Dataset items
_ _ _

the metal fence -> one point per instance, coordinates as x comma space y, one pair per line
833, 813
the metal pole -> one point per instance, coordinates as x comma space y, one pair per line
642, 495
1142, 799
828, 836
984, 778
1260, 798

_ _ _

▸ EXERCISE BRIEF:
Here the goal is to repeat each entry exactly.

▸ RESULT:
the metal fence -> one point per instance, coordinates as x comma space y, one pair per line
833, 813
the metal pole -> one point per instance, coordinates as x comma space y, one pair per line
642, 495
1142, 799
828, 836
984, 778
1260, 798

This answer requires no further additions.